-- Opening Marker --

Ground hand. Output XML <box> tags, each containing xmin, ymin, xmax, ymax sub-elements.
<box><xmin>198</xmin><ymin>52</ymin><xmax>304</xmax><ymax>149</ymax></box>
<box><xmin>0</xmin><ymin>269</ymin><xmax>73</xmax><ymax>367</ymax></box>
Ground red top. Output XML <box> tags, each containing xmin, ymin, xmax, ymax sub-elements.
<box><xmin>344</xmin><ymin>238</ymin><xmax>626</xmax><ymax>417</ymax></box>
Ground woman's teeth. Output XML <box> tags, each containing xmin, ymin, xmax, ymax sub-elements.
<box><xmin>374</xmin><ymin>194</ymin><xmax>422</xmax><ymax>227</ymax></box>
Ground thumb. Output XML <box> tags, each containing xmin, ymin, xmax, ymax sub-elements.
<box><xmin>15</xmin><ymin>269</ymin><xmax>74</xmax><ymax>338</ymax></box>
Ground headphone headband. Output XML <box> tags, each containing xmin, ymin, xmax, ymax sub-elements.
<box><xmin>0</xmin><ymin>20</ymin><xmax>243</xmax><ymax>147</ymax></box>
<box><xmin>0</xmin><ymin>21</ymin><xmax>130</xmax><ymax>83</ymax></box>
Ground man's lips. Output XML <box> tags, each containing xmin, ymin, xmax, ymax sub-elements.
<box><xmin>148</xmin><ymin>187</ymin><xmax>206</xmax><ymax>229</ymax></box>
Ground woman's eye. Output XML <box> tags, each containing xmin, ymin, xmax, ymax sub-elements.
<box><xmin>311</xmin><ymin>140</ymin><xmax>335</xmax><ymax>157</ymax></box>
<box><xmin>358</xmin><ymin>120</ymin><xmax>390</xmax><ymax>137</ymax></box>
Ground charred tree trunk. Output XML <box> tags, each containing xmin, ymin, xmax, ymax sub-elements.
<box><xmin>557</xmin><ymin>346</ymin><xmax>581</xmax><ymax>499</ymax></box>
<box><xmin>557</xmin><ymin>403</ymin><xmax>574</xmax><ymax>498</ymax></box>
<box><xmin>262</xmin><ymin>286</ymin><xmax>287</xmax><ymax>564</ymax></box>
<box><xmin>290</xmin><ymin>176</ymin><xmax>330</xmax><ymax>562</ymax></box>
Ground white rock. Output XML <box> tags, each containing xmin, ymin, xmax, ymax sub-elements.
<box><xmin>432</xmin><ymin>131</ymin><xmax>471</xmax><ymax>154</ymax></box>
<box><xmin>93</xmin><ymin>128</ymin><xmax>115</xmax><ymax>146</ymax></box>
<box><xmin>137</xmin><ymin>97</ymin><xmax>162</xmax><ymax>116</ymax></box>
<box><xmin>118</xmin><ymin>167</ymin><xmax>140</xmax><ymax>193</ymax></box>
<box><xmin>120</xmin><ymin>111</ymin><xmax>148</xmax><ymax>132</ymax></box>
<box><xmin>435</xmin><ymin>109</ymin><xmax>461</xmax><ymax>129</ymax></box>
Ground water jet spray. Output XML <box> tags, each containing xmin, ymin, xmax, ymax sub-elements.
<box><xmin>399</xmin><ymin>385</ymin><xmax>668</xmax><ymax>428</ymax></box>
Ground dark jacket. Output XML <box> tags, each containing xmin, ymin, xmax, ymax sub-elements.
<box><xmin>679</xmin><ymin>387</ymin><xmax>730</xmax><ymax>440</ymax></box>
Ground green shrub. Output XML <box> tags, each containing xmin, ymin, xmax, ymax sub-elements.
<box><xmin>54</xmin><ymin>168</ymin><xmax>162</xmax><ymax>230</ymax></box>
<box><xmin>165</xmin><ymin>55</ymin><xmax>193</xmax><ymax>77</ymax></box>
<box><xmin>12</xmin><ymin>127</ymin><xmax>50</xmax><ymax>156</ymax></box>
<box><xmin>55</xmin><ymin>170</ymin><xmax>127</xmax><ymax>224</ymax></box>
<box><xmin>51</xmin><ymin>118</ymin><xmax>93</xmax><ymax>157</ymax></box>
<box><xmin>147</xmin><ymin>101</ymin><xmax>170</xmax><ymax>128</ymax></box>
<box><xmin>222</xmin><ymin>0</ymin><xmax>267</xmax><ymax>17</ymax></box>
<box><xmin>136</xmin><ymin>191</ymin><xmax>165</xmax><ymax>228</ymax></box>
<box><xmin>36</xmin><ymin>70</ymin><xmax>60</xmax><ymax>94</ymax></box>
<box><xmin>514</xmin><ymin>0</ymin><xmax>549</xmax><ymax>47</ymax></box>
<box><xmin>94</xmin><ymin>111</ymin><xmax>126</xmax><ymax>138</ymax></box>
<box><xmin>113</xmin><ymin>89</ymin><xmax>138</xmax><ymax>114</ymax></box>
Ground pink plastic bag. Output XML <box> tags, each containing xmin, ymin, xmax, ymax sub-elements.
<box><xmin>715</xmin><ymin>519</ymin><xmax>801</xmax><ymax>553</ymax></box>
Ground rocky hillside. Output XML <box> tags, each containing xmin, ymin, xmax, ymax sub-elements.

-- Closing Marker --

* [EXERCISE DESCRIPTION]: Give back all of the records exactly as they were provided above.

* [TASK SOLUTION]:
Ground hand. Output XML <box> tags, each containing xmin, ymin, xmax, ymax sub-elements.
<box><xmin>198</xmin><ymin>52</ymin><xmax>304</xmax><ymax>149</ymax></box>
<box><xmin>0</xmin><ymin>269</ymin><xmax>73</xmax><ymax>367</ymax></box>
Ground red top. Output XML <box> tags, each containing xmin, ymin, xmax, ymax sub-elements.
<box><xmin>344</xmin><ymin>238</ymin><xmax>626</xmax><ymax>417</ymax></box>
Ground woman's teeth. Output XML <box> tags, each containing xmin, ymin, xmax, ymax sub-elements.
<box><xmin>374</xmin><ymin>194</ymin><xmax>422</xmax><ymax>227</ymax></box>
Ground thumb. Output XML <box> tags, each containing xmin, ymin, xmax, ymax sub-elements.
<box><xmin>15</xmin><ymin>269</ymin><xmax>74</xmax><ymax>338</ymax></box>
Ground headphone headband. Output XML <box> tags, each containing xmin, ymin, xmax, ymax sub-elements.
<box><xmin>0</xmin><ymin>20</ymin><xmax>243</xmax><ymax>147</ymax></box>
<box><xmin>0</xmin><ymin>21</ymin><xmax>130</xmax><ymax>83</ymax></box>
Ground man's lips. Output XML <box> tags, each containing xmin, ymin, xmax, ymax sub-elements.
<box><xmin>148</xmin><ymin>187</ymin><xmax>206</xmax><ymax>229</ymax></box>
Ground woman's eye. Output XML <box> tags, each containing xmin, ymin, xmax, ymax sub-elements.
<box><xmin>311</xmin><ymin>140</ymin><xmax>335</xmax><ymax>157</ymax></box>
<box><xmin>358</xmin><ymin>120</ymin><xmax>390</xmax><ymax>137</ymax></box>
Ground charred tree trunk. Output XML <box> tags, each containing xmin, ymin, xmax, ymax sub-elements.
<box><xmin>557</xmin><ymin>346</ymin><xmax>581</xmax><ymax>499</ymax></box>
<box><xmin>557</xmin><ymin>403</ymin><xmax>574</xmax><ymax>498</ymax></box>
<box><xmin>262</xmin><ymin>286</ymin><xmax>287</xmax><ymax>564</ymax></box>
<box><xmin>290</xmin><ymin>176</ymin><xmax>330</xmax><ymax>562</ymax></box>
Ground white rock. Output XML <box> tags, each containing xmin, ymin, xmax, ymax sub-elements.
<box><xmin>432</xmin><ymin>131</ymin><xmax>471</xmax><ymax>154</ymax></box>
<box><xmin>93</xmin><ymin>128</ymin><xmax>115</xmax><ymax>146</ymax></box>
<box><xmin>137</xmin><ymin>97</ymin><xmax>162</xmax><ymax>116</ymax></box>
<box><xmin>118</xmin><ymin>167</ymin><xmax>140</xmax><ymax>193</ymax></box>
<box><xmin>120</xmin><ymin>111</ymin><xmax>148</xmax><ymax>132</ymax></box>
<box><xmin>435</xmin><ymin>109</ymin><xmax>461</xmax><ymax>129</ymax></box>
Ground water jet spray. Output XML <box> tags, each containing xmin, ymin, xmax, ymax sub-elements.
<box><xmin>399</xmin><ymin>385</ymin><xmax>668</xmax><ymax>428</ymax></box>
Ground dark jacket. Output XML <box> tags, each containing xmin, ymin, xmax, ymax sub-elements.
<box><xmin>679</xmin><ymin>387</ymin><xmax>730</xmax><ymax>440</ymax></box>
Ground green shrub. Output XML <box> tags, each containing xmin, ymin, xmax, ymax sub-elements.
<box><xmin>54</xmin><ymin>168</ymin><xmax>162</xmax><ymax>230</ymax></box>
<box><xmin>165</xmin><ymin>55</ymin><xmax>193</xmax><ymax>77</ymax></box>
<box><xmin>12</xmin><ymin>127</ymin><xmax>50</xmax><ymax>156</ymax></box>
<box><xmin>55</xmin><ymin>170</ymin><xmax>127</xmax><ymax>224</ymax></box>
<box><xmin>51</xmin><ymin>118</ymin><xmax>93</xmax><ymax>157</ymax></box>
<box><xmin>147</xmin><ymin>101</ymin><xmax>170</xmax><ymax>128</ymax></box>
<box><xmin>222</xmin><ymin>0</ymin><xmax>267</xmax><ymax>17</ymax></box>
<box><xmin>136</xmin><ymin>191</ymin><xmax>165</xmax><ymax>228</ymax></box>
<box><xmin>36</xmin><ymin>70</ymin><xmax>60</xmax><ymax>94</ymax></box>
<box><xmin>514</xmin><ymin>0</ymin><xmax>549</xmax><ymax>47</ymax></box>
<box><xmin>94</xmin><ymin>111</ymin><xmax>126</xmax><ymax>138</ymax></box>
<box><xmin>113</xmin><ymin>89</ymin><xmax>138</xmax><ymax>114</ymax></box>
Ground pink plastic bag. Output XML <box> tags, each containing xmin, ymin, xmax, ymax sub-elements.
<box><xmin>715</xmin><ymin>519</ymin><xmax>801</xmax><ymax>553</ymax></box>
Ground rocky hillside. Output XML <box> tags, each containing xmin, ymin, xmax, ymax sub-elements.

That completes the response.